[Source data]
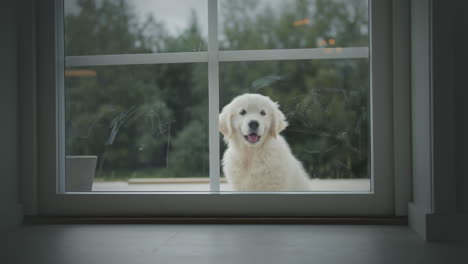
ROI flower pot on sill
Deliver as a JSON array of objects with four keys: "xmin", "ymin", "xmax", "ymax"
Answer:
[{"xmin": 65, "ymin": 156, "xmax": 97, "ymax": 192}]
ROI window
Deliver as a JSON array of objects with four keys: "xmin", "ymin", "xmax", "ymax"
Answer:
[{"xmin": 36, "ymin": 0, "xmax": 392, "ymax": 215}]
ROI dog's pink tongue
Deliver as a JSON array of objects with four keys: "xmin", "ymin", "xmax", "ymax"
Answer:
[{"xmin": 249, "ymin": 133, "xmax": 259, "ymax": 142}]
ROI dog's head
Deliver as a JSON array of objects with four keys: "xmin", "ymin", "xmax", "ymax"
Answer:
[{"xmin": 219, "ymin": 94, "xmax": 288, "ymax": 146}]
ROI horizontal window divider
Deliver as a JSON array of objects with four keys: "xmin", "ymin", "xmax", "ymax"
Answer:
[
  {"xmin": 65, "ymin": 47, "xmax": 369, "ymax": 67},
  {"xmin": 65, "ymin": 52, "xmax": 208, "ymax": 67},
  {"xmin": 219, "ymin": 47, "xmax": 369, "ymax": 62}
]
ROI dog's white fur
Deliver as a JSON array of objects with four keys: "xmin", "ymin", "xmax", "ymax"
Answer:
[{"xmin": 219, "ymin": 94, "xmax": 310, "ymax": 191}]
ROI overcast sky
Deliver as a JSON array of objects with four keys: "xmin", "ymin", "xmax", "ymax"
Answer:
[{"xmin": 65, "ymin": 0, "xmax": 293, "ymax": 37}]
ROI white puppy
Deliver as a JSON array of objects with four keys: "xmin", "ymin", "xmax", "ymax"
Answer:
[{"xmin": 219, "ymin": 94, "xmax": 310, "ymax": 191}]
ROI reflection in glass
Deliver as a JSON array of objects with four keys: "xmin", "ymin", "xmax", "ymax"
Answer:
[
  {"xmin": 220, "ymin": 59, "xmax": 370, "ymax": 191},
  {"xmin": 64, "ymin": 0, "xmax": 207, "ymax": 56},
  {"xmin": 65, "ymin": 64, "xmax": 209, "ymax": 191},
  {"xmin": 219, "ymin": 0, "xmax": 369, "ymax": 50}
]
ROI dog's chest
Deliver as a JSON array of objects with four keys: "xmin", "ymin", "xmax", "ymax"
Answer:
[{"xmin": 225, "ymin": 152, "xmax": 285, "ymax": 191}]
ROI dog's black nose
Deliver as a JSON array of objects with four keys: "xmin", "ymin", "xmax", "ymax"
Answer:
[{"xmin": 249, "ymin": 120, "xmax": 258, "ymax": 129}]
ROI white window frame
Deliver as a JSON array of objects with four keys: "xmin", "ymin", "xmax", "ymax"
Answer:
[{"xmin": 31, "ymin": 0, "xmax": 408, "ymax": 216}]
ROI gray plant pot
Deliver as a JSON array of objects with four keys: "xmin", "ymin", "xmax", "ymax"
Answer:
[{"xmin": 65, "ymin": 156, "xmax": 97, "ymax": 192}]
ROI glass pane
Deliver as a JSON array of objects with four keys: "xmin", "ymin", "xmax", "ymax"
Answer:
[
  {"xmin": 65, "ymin": 63, "xmax": 209, "ymax": 191},
  {"xmin": 64, "ymin": 0, "xmax": 208, "ymax": 56},
  {"xmin": 219, "ymin": 0, "xmax": 369, "ymax": 50},
  {"xmin": 220, "ymin": 59, "xmax": 370, "ymax": 191}
]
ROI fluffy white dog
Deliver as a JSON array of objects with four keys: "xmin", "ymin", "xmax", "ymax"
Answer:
[{"xmin": 219, "ymin": 94, "xmax": 310, "ymax": 191}]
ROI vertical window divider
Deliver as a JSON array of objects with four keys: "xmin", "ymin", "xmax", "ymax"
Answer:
[
  {"xmin": 55, "ymin": 0, "xmax": 66, "ymax": 193},
  {"xmin": 208, "ymin": 0, "xmax": 220, "ymax": 192}
]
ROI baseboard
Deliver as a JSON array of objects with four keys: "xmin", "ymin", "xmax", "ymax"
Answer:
[
  {"xmin": 23, "ymin": 216, "xmax": 408, "ymax": 225},
  {"xmin": 427, "ymin": 213, "xmax": 468, "ymax": 241}
]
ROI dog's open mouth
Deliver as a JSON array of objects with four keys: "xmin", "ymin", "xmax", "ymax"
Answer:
[{"xmin": 244, "ymin": 133, "xmax": 261, "ymax": 144}]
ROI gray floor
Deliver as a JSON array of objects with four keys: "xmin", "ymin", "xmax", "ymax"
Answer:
[{"xmin": 0, "ymin": 225, "xmax": 468, "ymax": 264}]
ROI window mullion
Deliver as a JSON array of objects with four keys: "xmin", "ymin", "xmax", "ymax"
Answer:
[{"xmin": 208, "ymin": 0, "xmax": 220, "ymax": 192}]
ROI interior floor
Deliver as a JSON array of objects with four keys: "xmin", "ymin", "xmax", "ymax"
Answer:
[{"xmin": 0, "ymin": 224, "xmax": 468, "ymax": 264}]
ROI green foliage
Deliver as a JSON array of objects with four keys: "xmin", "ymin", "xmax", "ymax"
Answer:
[{"xmin": 65, "ymin": 0, "xmax": 369, "ymax": 179}]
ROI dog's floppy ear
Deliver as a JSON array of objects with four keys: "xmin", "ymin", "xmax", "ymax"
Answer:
[
  {"xmin": 219, "ymin": 105, "xmax": 232, "ymax": 139},
  {"xmin": 270, "ymin": 103, "xmax": 288, "ymax": 138}
]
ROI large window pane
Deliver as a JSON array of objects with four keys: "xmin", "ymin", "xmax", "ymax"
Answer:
[
  {"xmin": 65, "ymin": 0, "xmax": 208, "ymax": 56},
  {"xmin": 65, "ymin": 63, "xmax": 209, "ymax": 191},
  {"xmin": 220, "ymin": 59, "xmax": 370, "ymax": 191},
  {"xmin": 219, "ymin": 0, "xmax": 369, "ymax": 50}
]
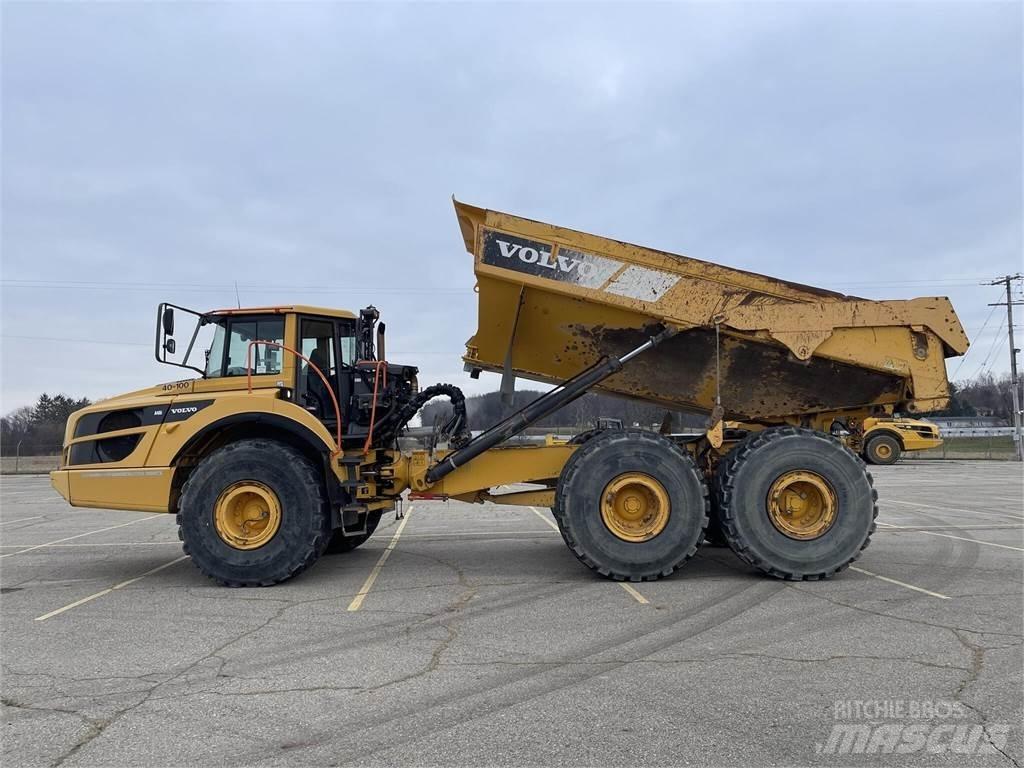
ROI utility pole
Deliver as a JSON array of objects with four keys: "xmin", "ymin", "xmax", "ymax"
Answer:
[{"xmin": 988, "ymin": 272, "xmax": 1024, "ymax": 461}]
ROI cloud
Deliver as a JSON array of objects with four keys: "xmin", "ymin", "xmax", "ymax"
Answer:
[{"xmin": 0, "ymin": 3, "xmax": 1024, "ymax": 409}]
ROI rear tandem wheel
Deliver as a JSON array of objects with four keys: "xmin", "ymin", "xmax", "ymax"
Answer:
[
  {"xmin": 553, "ymin": 429, "xmax": 708, "ymax": 582},
  {"xmin": 715, "ymin": 427, "xmax": 878, "ymax": 581}
]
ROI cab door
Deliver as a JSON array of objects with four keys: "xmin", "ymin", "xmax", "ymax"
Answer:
[{"xmin": 295, "ymin": 315, "xmax": 355, "ymax": 431}]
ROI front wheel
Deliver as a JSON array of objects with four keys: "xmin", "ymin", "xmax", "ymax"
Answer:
[
  {"xmin": 864, "ymin": 434, "xmax": 902, "ymax": 464},
  {"xmin": 715, "ymin": 427, "xmax": 878, "ymax": 580},
  {"xmin": 177, "ymin": 439, "xmax": 331, "ymax": 587},
  {"xmin": 553, "ymin": 429, "xmax": 708, "ymax": 582}
]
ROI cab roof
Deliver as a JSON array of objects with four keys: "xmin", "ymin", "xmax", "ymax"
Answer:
[{"xmin": 207, "ymin": 304, "xmax": 355, "ymax": 319}]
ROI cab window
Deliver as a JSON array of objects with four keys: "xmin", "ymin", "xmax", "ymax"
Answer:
[{"xmin": 206, "ymin": 317, "xmax": 285, "ymax": 378}]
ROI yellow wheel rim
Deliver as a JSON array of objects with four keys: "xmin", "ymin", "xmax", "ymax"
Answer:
[
  {"xmin": 768, "ymin": 471, "xmax": 839, "ymax": 540},
  {"xmin": 601, "ymin": 472, "xmax": 671, "ymax": 542},
  {"xmin": 213, "ymin": 480, "xmax": 281, "ymax": 549}
]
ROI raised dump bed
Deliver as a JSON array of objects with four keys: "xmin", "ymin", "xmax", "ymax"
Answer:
[{"xmin": 456, "ymin": 198, "xmax": 968, "ymax": 429}]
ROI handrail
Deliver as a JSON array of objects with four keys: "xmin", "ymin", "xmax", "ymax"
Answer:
[
  {"xmin": 246, "ymin": 339, "xmax": 341, "ymax": 454},
  {"xmin": 355, "ymin": 360, "xmax": 387, "ymax": 456}
]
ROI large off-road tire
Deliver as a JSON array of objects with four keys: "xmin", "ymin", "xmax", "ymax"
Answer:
[
  {"xmin": 553, "ymin": 429, "xmax": 708, "ymax": 582},
  {"xmin": 715, "ymin": 427, "xmax": 878, "ymax": 581},
  {"xmin": 324, "ymin": 510, "xmax": 381, "ymax": 555},
  {"xmin": 177, "ymin": 439, "xmax": 331, "ymax": 587},
  {"xmin": 864, "ymin": 434, "xmax": 903, "ymax": 464}
]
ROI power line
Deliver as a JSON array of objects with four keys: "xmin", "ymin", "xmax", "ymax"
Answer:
[
  {"xmin": 950, "ymin": 290, "xmax": 995, "ymax": 379},
  {"xmin": 971, "ymin": 318, "xmax": 1006, "ymax": 379},
  {"xmin": 0, "ymin": 334, "xmax": 153, "ymax": 347}
]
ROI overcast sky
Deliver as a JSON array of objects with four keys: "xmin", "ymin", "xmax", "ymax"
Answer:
[{"xmin": 0, "ymin": 2, "xmax": 1024, "ymax": 411}]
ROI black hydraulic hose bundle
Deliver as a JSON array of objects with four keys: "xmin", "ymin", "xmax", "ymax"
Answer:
[
  {"xmin": 378, "ymin": 384, "xmax": 470, "ymax": 446},
  {"xmin": 427, "ymin": 328, "xmax": 677, "ymax": 482}
]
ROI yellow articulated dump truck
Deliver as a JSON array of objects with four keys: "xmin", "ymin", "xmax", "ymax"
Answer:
[
  {"xmin": 52, "ymin": 203, "xmax": 968, "ymax": 586},
  {"xmin": 851, "ymin": 416, "xmax": 942, "ymax": 464}
]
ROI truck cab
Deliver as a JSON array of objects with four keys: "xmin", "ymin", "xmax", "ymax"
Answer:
[{"xmin": 51, "ymin": 303, "xmax": 418, "ymax": 512}]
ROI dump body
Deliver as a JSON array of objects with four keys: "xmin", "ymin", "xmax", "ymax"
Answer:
[{"xmin": 456, "ymin": 203, "xmax": 968, "ymax": 424}]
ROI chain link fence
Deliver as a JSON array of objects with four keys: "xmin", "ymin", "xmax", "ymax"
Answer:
[{"xmin": 903, "ymin": 434, "xmax": 1017, "ymax": 461}]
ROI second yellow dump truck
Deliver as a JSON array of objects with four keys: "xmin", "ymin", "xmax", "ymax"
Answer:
[
  {"xmin": 851, "ymin": 416, "xmax": 942, "ymax": 464},
  {"xmin": 52, "ymin": 203, "xmax": 968, "ymax": 586}
]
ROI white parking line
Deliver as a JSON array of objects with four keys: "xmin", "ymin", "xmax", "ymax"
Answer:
[
  {"xmin": 0, "ymin": 513, "xmax": 167, "ymax": 558},
  {"xmin": 618, "ymin": 582, "xmax": 650, "ymax": 605},
  {"xmin": 883, "ymin": 499, "xmax": 1024, "ymax": 520},
  {"xmin": 921, "ymin": 530, "xmax": 1024, "ymax": 552},
  {"xmin": 348, "ymin": 507, "xmax": 413, "ymax": 610},
  {"xmin": 36, "ymin": 555, "xmax": 188, "ymax": 622},
  {"xmin": 0, "ymin": 531, "xmax": 180, "ymax": 554},
  {"xmin": 879, "ymin": 520, "xmax": 1024, "ymax": 531},
  {"xmin": 850, "ymin": 565, "xmax": 950, "ymax": 600},
  {"xmin": 879, "ymin": 522, "xmax": 1024, "ymax": 552},
  {"xmin": 530, "ymin": 507, "xmax": 561, "ymax": 532}
]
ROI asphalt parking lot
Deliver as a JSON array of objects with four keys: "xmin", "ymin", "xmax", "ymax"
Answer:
[{"xmin": 0, "ymin": 462, "xmax": 1024, "ymax": 766}]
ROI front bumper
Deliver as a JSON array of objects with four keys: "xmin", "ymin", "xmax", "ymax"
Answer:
[{"xmin": 50, "ymin": 467, "xmax": 174, "ymax": 512}]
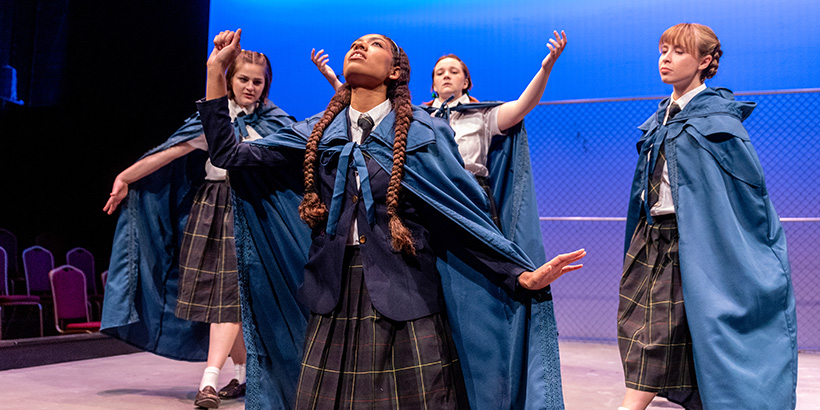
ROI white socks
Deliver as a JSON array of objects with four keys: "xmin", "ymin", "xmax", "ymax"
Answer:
[
  {"xmin": 233, "ymin": 363, "xmax": 245, "ymax": 384},
  {"xmin": 199, "ymin": 367, "xmax": 221, "ymax": 390}
]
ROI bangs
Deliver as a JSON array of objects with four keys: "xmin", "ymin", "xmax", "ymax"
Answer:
[{"xmin": 658, "ymin": 23, "xmax": 700, "ymax": 57}]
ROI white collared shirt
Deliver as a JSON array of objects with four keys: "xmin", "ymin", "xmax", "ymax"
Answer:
[
  {"xmin": 336, "ymin": 100, "xmax": 393, "ymax": 245},
  {"xmin": 186, "ymin": 99, "xmax": 262, "ymax": 181},
  {"xmin": 649, "ymin": 84, "xmax": 706, "ymax": 216},
  {"xmin": 431, "ymin": 94, "xmax": 502, "ymax": 177}
]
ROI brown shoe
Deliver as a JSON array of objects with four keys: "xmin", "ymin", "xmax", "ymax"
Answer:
[
  {"xmin": 219, "ymin": 379, "xmax": 245, "ymax": 399},
  {"xmin": 194, "ymin": 386, "xmax": 221, "ymax": 409}
]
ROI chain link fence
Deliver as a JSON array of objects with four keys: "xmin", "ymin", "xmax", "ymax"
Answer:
[{"xmin": 526, "ymin": 89, "xmax": 820, "ymax": 350}]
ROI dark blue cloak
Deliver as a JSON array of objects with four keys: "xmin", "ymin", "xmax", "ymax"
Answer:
[
  {"xmin": 229, "ymin": 108, "xmax": 563, "ymax": 409},
  {"xmin": 625, "ymin": 88, "xmax": 797, "ymax": 410},
  {"xmin": 424, "ymin": 101, "xmax": 564, "ymax": 409},
  {"xmin": 102, "ymin": 102, "xmax": 294, "ymax": 361}
]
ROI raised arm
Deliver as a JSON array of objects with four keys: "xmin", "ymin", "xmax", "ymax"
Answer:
[
  {"xmin": 103, "ymin": 142, "xmax": 196, "ymax": 215},
  {"xmin": 498, "ymin": 30, "xmax": 567, "ymax": 131},
  {"xmin": 310, "ymin": 48, "xmax": 342, "ymax": 90}
]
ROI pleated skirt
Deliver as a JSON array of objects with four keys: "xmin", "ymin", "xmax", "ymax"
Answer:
[
  {"xmin": 175, "ymin": 181, "xmax": 242, "ymax": 323},
  {"xmin": 295, "ymin": 246, "xmax": 469, "ymax": 410},
  {"xmin": 618, "ymin": 215, "xmax": 697, "ymax": 392}
]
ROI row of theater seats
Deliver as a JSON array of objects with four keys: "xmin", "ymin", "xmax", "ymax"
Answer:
[{"xmin": 0, "ymin": 229, "xmax": 107, "ymax": 339}]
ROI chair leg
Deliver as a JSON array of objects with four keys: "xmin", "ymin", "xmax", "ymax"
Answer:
[{"xmin": 37, "ymin": 303, "xmax": 43, "ymax": 337}]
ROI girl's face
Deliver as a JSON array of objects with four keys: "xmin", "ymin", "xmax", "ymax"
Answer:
[
  {"xmin": 231, "ymin": 63, "xmax": 265, "ymax": 108},
  {"xmin": 343, "ymin": 34, "xmax": 399, "ymax": 89},
  {"xmin": 433, "ymin": 58, "xmax": 467, "ymax": 101},
  {"xmin": 658, "ymin": 43, "xmax": 711, "ymax": 89}
]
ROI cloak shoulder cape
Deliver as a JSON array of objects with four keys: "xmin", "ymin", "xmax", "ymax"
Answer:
[
  {"xmin": 626, "ymin": 88, "xmax": 797, "ymax": 409},
  {"xmin": 229, "ymin": 104, "xmax": 563, "ymax": 409},
  {"xmin": 102, "ymin": 102, "xmax": 294, "ymax": 361}
]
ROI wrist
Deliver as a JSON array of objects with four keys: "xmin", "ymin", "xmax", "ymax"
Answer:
[{"xmin": 205, "ymin": 61, "xmax": 228, "ymax": 76}]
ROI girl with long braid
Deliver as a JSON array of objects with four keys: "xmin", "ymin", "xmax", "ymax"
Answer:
[
  {"xmin": 311, "ymin": 31, "xmax": 567, "ymax": 408},
  {"xmin": 199, "ymin": 31, "xmax": 585, "ymax": 409}
]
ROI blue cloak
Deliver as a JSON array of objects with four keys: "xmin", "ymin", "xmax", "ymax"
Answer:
[
  {"xmin": 101, "ymin": 102, "xmax": 294, "ymax": 361},
  {"xmin": 424, "ymin": 101, "xmax": 564, "ymax": 409},
  {"xmin": 625, "ymin": 88, "xmax": 797, "ymax": 410},
  {"xmin": 229, "ymin": 104, "xmax": 563, "ymax": 409}
]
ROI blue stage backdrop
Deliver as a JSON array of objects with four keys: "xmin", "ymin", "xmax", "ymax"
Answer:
[
  {"xmin": 210, "ymin": 0, "xmax": 820, "ymax": 119},
  {"xmin": 208, "ymin": 0, "xmax": 820, "ymax": 349}
]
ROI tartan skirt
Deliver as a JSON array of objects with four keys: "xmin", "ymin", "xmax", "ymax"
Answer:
[
  {"xmin": 295, "ymin": 246, "xmax": 469, "ymax": 410},
  {"xmin": 618, "ymin": 215, "xmax": 697, "ymax": 392},
  {"xmin": 175, "ymin": 181, "xmax": 242, "ymax": 323}
]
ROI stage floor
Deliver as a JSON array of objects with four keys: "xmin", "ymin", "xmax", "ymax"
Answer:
[{"xmin": 0, "ymin": 341, "xmax": 820, "ymax": 410}]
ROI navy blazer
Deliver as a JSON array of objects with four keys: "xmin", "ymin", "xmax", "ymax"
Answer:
[{"xmin": 199, "ymin": 99, "xmax": 525, "ymax": 321}]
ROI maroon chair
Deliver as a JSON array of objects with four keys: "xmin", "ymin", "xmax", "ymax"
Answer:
[
  {"xmin": 48, "ymin": 265, "xmax": 100, "ymax": 333},
  {"xmin": 23, "ymin": 245, "xmax": 54, "ymax": 295},
  {"xmin": 65, "ymin": 248, "xmax": 98, "ymax": 295},
  {"xmin": 65, "ymin": 247, "xmax": 103, "ymax": 318},
  {"xmin": 0, "ymin": 247, "xmax": 43, "ymax": 340},
  {"xmin": 0, "ymin": 228, "xmax": 25, "ymax": 295}
]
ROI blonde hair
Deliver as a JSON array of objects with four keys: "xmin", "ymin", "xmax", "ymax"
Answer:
[
  {"xmin": 658, "ymin": 23, "xmax": 723, "ymax": 82},
  {"xmin": 225, "ymin": 50, "xmax": 273, "ymax": 105}
]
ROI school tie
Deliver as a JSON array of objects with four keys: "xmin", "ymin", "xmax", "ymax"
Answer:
[
  {"xmin": 433, "ymin": 95, "xmax": 456, "ymax": 122},
  {"xmin": 647, "ymin": 103, "xmax": 681, "ymax": 209},
  {"xmin": 325, "ymin": 114, "xmax": 376, "ymax": 236},
  {"xmin": 356, "ymin": 114, "xmax": 374, "ymax": 143}
]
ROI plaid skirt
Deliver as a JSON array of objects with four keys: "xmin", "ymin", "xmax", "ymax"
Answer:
[
  {"xmin": 175, "ymin": 181, "xmax": 242, "ymax": 323},
  {"xmin": 295, "ymin": 246, "xmax": 469, "ymax": 410},
  {"xmin": 618, "ymin": 215, "xmax": 697, "ymax": 392}
]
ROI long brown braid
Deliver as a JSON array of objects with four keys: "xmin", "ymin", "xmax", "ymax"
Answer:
[
  {"xmin": 299, "ymin": 83, "xmax": 350, "ymax": 229},
  {"xmin": 299, "ymin": 36, "xmax": 416, "ymax": 255}
]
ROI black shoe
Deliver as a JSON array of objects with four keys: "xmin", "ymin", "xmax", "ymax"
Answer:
[
  {"xmin": 219, "ymin": 379, "xmax": 245, "ymax": 399},
  {"xmin": 194, "ymin": 386, "xmax": 221, "ymax": 409}
]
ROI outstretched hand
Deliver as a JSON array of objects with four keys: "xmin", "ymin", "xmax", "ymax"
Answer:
[
  {"xmin": 208, "ymin": 28, "xmax": 242, "ymax": 71},
  {"xmin": 541, "ymin": 30, "xmax": 567, "ymax": 70},
  {"xmin": 103, "ymin": 178, "xmax": 128, "ymax": 215},
  {"xmin": 310, "ymin": 48, "xmax": 342, "ymax": 89},
  {"xmin": 518, "ymin": 249, "xmax": 587, "ymax": 290}
]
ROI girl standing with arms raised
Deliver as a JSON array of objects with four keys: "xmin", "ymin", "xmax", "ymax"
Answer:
[
  {"xmin": 199, "ymin": 32, "xmax": 584, "ymax": 409},
  {"xmin": 103, "ymin": 50, "xmax": 293, "ymax": 408}
]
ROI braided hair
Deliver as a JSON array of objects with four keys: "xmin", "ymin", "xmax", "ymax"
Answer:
[{"xmin": 299, "ymin": 36, "xmax": 416, "ymax": 255}]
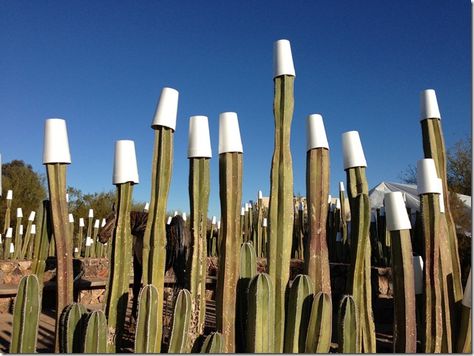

◆ Task directions
Extract every line of the listing above that contains the word "glass", copying each one without changes.

◆ Response below
ROI reflection in glass
ROI glass pane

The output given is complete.